** START Extract provided **

But while I'm at it, I might as well just expose the flaws in your own criticism.



Foxi4 said:


> Poor trolling? Puns?
> 
> Have you considered the distinct possibility that some people may just have a _different opinion than you guys do?_ I don't find the game to be_ The best JRPG ever made, a Messiah in Video Game format and the glorious redeemer of the JRPG genre _- pretty far from it. I could enumerate numerous _better_ JRPG's even if you woke me up in the middle of the night - the game is dull, boring and incredibly slow. The characters have as much dimension as cardboard cut-outs and they're transparent - exactly what you'd expect them to be, at least from my "brief" gameplay experience which resulted in violently rejecting the game.
> 
> ...


 
How can you criticize the characters when you've only played a couple hours? Character development takes place over the course of the story. Until you've completed the game, don't tell me that the characters are_* "dull"*_.

What you guys fail to realize is that different people have different opinions. The vast majority of people adore Xenoblade and it's received critical acclaim. Your opinion is in the minority.

There's nothing wrong with that. I take issue with the reasoning behind your criticism. You criticize the characters of a JRPG when you've only played the first couple of hours. Guild criticizes the entire game when he only played 1% of it. Come on.


----------



## emigre (Dec 16, 2012)

Yeah, Xenoblade is overrated.


----------



## nasune (Dec 16, 2012)

soulx said:


> There's nothing wrong with that. I take issue with the reasoning behind your criticism. You criticize the characters of a JRPG when you've only played the first couple of hours. Guild criticizes the entire game when he only played 1% of it. Come on.


 
So you'd be fine with it if I said that i hated Shulk for being an annoying whiny little goody two shoes? Or that I did not like the story?
Cause the idea I get is that if someone says something you guys don't like about the game you'll jump all over them.


----------



## Foxi4 (Dec 16, 2012)

soulx said:


> There's nothing wrong with that. I take issue with the reasoning behind your criticism. You criticize the characters of a JRPG when you've only played the first couple of hours. Guild criticizes the entire game when he only played 1% of it. Come on.


I played about 6 hours (perhaps more) through the course of 2 days and the characters were really transparent. The issues I mentioned were very apparent, almost poking the player in the eye. I feel that my opinion is justified and there's nothing wrong in liking Xenoblade, it's just that there are other, better JRPG's which draw you into them within the very first moments, which is what games should do. The word "game" implies that you're going to have "fun" - first impressions are key when it comes to the perception of the rest of the product, and if within 6 hours the game failed to offer anything massively interesting apart from the generally appealing game world, I can safely turn the console off.


----------



## Eerpow (Dec 16, 2012)

** END Extract provided **

# Problems to solve
1. In the Xenoblade thread, how long does Foxi4 say they played the game?
2. In the Xenoblade thread, why does soulx say a player shouldn't criticize the characters after only a couple of hours of play?
3. Transcribe the part of the Xenoblade thread that opens with the words "## nasune (Dec" and closes with "all over them.".
The lines that come next have no connection to the Xenoblade thread.

** START Dataset excerpts **

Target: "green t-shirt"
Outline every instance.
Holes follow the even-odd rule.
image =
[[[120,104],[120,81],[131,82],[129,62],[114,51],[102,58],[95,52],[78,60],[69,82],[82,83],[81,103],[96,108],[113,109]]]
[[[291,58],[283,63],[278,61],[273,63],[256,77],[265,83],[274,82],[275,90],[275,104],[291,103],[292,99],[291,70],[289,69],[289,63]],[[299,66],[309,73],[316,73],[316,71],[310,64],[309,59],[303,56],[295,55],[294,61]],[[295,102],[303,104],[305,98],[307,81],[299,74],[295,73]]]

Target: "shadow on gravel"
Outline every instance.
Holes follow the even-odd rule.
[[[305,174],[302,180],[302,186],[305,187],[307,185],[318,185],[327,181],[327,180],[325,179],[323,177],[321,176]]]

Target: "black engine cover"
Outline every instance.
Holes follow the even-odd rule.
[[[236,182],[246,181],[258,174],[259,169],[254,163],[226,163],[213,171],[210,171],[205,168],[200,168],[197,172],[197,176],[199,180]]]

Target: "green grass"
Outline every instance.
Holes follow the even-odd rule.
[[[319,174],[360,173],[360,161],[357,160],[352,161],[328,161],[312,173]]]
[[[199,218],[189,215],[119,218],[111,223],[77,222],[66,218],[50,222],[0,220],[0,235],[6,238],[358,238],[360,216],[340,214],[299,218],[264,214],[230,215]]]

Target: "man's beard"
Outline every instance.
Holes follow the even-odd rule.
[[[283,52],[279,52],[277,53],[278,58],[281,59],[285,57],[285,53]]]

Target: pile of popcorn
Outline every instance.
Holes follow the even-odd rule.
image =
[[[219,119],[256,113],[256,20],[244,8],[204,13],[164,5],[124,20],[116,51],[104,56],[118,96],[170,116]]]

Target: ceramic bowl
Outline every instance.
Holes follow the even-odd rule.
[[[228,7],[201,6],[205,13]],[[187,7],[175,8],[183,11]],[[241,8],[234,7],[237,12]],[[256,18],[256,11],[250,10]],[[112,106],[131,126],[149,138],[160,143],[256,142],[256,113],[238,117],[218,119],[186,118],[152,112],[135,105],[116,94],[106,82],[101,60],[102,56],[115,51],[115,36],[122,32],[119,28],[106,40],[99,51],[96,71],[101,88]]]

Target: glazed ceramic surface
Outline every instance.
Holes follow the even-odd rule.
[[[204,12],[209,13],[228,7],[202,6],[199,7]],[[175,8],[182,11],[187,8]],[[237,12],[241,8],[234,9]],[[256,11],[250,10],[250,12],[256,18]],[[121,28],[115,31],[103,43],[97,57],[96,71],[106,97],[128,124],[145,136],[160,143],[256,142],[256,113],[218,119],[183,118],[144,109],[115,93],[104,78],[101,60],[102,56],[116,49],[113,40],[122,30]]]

** END Dataset excerpts **

# Answers by task
1. About 6 hours, perhaps more, over the course of 2 days.

2. Character development takes place over the course of the story. For that reason, soulx says a player shouldn't call the characters dull until they've completed the game.

3.
## nasune (Dec 16, 2012)

soulx said:


> There's nothing wrong with that. I take issue with the reasoning behind your criticism. You criticize the characters of a JRPG when you've only played the first couple of hours. Guild criticizes the entire game when he only played 1% of it. Come on.


 
So you'd be fine with it if I said that i hated Shulk for being an annoying whiny little goody two shoes? Or that I did not like the story?
Cause the idea I get is that if someone says something you guys don't like about the game you'll jump all over them.